>> Begin Extracted material

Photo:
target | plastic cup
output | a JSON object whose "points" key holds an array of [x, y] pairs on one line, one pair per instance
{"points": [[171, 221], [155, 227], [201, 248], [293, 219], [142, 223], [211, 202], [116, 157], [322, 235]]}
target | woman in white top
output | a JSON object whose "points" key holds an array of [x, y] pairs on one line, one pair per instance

>> End Extracted material

# Short problem
Please recast every line of the records above as a numbered list, leaving out any blank lines.

# Answer
1. Photo:
2. target | plastic cup
3. output | a JSON object whose "points" key holds an array of [x, y] pairs on one line, one pair per instance
4. {"points": [[171, 221], [155, 227], [201, 248], [293, 219], [142, 223], [211, 202], [116, 157], [322, 235]]}
5. target | woman in white top
6. output | a JSON object whose "points" key holds an array of [x, y] pairs on one line, one pair per instance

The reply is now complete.